## START Supplied entries

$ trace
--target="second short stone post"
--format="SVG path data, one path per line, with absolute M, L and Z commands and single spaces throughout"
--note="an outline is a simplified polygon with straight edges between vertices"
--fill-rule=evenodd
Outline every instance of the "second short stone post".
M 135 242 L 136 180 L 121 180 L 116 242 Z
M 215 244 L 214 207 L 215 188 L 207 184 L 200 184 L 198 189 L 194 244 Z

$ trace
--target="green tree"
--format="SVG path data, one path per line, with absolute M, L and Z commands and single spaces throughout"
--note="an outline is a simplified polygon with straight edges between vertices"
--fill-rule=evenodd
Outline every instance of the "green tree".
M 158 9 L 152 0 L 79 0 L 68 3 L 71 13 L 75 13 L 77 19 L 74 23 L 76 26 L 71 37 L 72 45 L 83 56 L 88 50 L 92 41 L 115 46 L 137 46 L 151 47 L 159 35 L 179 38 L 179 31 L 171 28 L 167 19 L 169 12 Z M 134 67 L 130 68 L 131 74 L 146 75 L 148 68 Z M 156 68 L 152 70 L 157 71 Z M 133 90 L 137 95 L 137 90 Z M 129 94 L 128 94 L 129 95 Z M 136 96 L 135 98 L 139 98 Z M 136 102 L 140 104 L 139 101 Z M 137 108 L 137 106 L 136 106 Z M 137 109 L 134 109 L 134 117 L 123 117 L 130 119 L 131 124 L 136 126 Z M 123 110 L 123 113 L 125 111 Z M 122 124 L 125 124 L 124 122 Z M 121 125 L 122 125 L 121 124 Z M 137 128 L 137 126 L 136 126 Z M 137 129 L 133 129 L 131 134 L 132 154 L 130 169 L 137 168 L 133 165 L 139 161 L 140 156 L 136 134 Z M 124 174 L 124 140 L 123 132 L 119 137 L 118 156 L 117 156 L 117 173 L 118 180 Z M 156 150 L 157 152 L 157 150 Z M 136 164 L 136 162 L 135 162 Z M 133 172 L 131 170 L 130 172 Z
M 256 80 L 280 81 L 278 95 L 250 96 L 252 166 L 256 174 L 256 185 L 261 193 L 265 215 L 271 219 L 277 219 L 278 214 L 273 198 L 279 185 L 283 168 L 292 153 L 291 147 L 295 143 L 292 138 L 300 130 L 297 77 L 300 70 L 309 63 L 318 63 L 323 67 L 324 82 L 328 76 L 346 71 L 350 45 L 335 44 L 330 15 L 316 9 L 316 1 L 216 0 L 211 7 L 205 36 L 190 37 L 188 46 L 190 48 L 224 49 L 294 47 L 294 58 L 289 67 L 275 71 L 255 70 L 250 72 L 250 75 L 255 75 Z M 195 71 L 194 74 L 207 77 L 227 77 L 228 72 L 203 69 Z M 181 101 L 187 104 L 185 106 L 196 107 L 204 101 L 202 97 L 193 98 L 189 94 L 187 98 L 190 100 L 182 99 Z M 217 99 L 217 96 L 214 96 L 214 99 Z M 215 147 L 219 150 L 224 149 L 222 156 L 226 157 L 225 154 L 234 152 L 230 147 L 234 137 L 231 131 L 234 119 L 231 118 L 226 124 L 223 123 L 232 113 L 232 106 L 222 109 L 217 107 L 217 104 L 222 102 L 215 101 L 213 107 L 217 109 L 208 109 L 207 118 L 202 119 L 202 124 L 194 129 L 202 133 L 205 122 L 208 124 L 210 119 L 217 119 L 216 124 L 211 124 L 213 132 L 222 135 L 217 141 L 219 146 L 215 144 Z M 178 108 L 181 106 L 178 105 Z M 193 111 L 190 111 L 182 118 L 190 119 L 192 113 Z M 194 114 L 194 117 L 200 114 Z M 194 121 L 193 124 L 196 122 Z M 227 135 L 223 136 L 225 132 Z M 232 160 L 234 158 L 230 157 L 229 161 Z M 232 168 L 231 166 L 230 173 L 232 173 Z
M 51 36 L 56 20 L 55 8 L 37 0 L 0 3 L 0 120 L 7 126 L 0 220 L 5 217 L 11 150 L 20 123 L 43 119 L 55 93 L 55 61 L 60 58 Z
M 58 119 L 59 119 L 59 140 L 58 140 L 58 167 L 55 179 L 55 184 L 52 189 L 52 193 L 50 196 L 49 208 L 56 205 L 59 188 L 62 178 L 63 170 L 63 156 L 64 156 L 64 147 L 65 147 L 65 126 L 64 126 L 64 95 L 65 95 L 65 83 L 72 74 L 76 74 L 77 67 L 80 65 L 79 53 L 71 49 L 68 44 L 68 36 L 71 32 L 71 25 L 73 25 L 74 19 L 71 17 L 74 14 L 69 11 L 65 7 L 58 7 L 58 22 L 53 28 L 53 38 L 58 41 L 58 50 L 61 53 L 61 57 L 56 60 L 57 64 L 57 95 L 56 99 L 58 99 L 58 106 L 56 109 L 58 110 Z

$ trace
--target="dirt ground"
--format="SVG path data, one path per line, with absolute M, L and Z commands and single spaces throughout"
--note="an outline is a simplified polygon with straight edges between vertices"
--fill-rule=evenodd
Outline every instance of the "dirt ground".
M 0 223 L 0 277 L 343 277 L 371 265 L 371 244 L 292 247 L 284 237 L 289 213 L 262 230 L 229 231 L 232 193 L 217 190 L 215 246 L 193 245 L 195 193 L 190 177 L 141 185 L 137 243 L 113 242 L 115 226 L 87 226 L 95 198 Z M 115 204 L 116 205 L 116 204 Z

## END Supplied entries

Written exercise: Please copy out every line of the material above, word for word and in the same order.

The output:
$ trace
--target="second short stone post"
--format="SVG path data, one path per line, with absolute M, L and Z commands and single spaces throughout"
--note="an outline is a simplified polygon with straight edges between vertices"
--fill-rule=evenodd
Outline every instance of the "second short stone post".
M 135 242 L 136 180 L 121 180 L 116 242 Z
M 215 244 L 214 207 L 215 188 L 207 184 L 200 184 L 198 189 L 194 244 Z

$ trace
--target="green tree"
--format="SVG path data, one path per line, with absolute M, L and Z commands and single spaces throughout"
--note="an outline is a simplified polygon with straight edges between vertices"
--fill-rule=evenodd
Outline every instance of the "green tree".
M 158 9 L 152 0 L 79 0 L 68 3 L 71 13 L 75 13 L 77 19 L 74 23 L 76 26 L 71 37 L 72 45 L 83 56 L 88 50 L 92 41 L 115 46 L 137 46 L 151 47 L 159 35 L 179 38 L 179 31 L 171 28 L 167 19 L 169 12 Z M 134 67 L 130 68 L 131 74 L 146 75 L 148 68 Z M 156 68 L 152 70 L 157 71 Z M 133 90 L 137 95 L 137 90 Z M 129 94 L 128 94 L 129 95 Z M 136 96 L 135 98 L 139 98 Z M 136 102 L 140 104 L 139 101 Z M 137 108 L 137 106 L 136 106 Z M 137 109 L 134 109 L 134 117 L 123 117 L 130 119 L 131 124 L 136 126 Z M 123 110 L 123 113 L 125 111 Z M 122 124 L 125 124 L 124 122 Z M 121 125 L 122 125 L 121 124 Z M 137 128 L 137 126 L 136 126 Z M 137 129 L 133 129 L 131 134 L 132 154 L 130 169 L 137 168 L 133 165 L 139 161 L 140 156 L 136 134 Z M 124 174 L 124 140 L 123 132 L 119 137 L 118 156 L 117 156 L 117 173 L 118 180 Z M 156 150 L 157 152 L 157 150 Z M 136 164 L 136 162 L 135 162 Z M 133 172 L 131 170 L 130 172 Z
M 256 80 L 280 81 L 278 95 L 250 96 L 252 166 L 256 174 L 256 185 L 261 193 L 265 215 L 271 219 L 277 219 L 278 214 L 273 198 L 279 185 L 283 168 L 292 153 L 291 147 L 295 143 L 292 138 L 300 130 L 297 77 L 300 70 L 309 63 L 318 63 L 323 67 L 324 82 L 328 76 L 346 71 L 350 45 L 335 44 L 330 15 L 316 9 L 316 1 L 216 0 L 211 7 L 205 36 L 190 37 L 188 46 L 190 48 L 224 49 L 294 47 L 294 58 L 289 67 L 275 71 L 255 70 L 250 72 L 250 75 L 255 75 Z M 195 71 L 194 74 L 207 77 L 227 77 L 228 72 L 203 69 Z M 181 101 L 187 104 L 185 106 L 196 107 L 204 101 L 202 97 L 193 98 L 189 94 L 187 98 L 190 100 L 182 99 Z M 217 99 L 217 96 L 214 96 L 214 99 Z M 215 147 L 219 150 L 224 149 L 222 156 L 226 157 L 225 154 L 234 152 L 230 147 L 234 137 L 231 131 L 234 119 L 231 118 L 226 124 L 223 123 L 232 113 L 232 106 L 222 109 L 217 107 L 217 104 L 222 102 L 215 101 L 213 107 L 217 109 L 208 109 L 207 118 L 202 119 L 202 124 L 194 129 L 202 133 L 205 122 L 208 124 L 210 119 L 217 119 L 216 124 L 211 124 L 213 132 L 222 135 L 217 141 L 219 146 L 215 144 Z M 178 108 L 181 106 L 178 105 Z M 193 111 L 190 111 L 182 118 L 190 119 L 192 113 Z M 194 114 L 194 117 L 200 114 Z M 194 121 L 193 124 L 196 122 Z M 227 135 L 223 136 L 225 132 Z M 232 160 L 234 158 L 230 157 L 229 161 Z M 232 168 L 231 166 L 230 173 L 232 173 Z
M 51 36 L 56 20 L 55 8 L 37 0 L 0 3 L 0 120 L 7 126 L 0 220 L 5 217 L 11 150 L 20 123 L 43 119 L 55 93 L 55 61 L 60 58 Z
M 58 119 L 59 119 L 59 140 L 58 140 L 58 167 L 55 179 L 55 184 L 52 189 L 52 193 L 50 196 L 49 208 L 56 205 L 59 188 L 62 178 L 63 170 L 63 156 L 64 156 L 64 147 L 65 147 L 65 126 L 64 126 L 64 95 L 65 95 L 65 83 L 72 74 L 76 74 L 77 67 L 80 65 L 79 53 L 71 49 L 68 44 L 68 36 L 71 32 L 71 25 L 73 25 L 74 19 L 71 17 L 74 14 L 69 11 L 65 7 L 58 7 L 58 22 L 53 28 L 53 38 L 58 41 L 58 50 L 61 53 L 61 57 L 56 60 L 57 64 L 57 95 L 56 99 L 58 99 L 58 106 L 56 109 L 58 110 Z

$ trace
--target="dirt ground"
--format="SVG path data, one path per line, with absolute M, L and Z commands and single spaces throughout"
--note="an outline is a simplified polygon with straight edges between vertices"
--fill-rule=evenodd
Outline every instance of the "dirt ground".
M 0 223 L 0 277 L 343 277 L 371 265 L 371 244 L 292 247 L 284 237 L 289 213 L 262 230 L 229 231 L 232 193 L 217 190 L 215 246 L 193 245 L 195 193 L 190 177 L 141 185 L 137 243 L 113 242 L 115 226 L 87 226 L 95 198 Z M 115 204 L 116 205 L 116 204 Z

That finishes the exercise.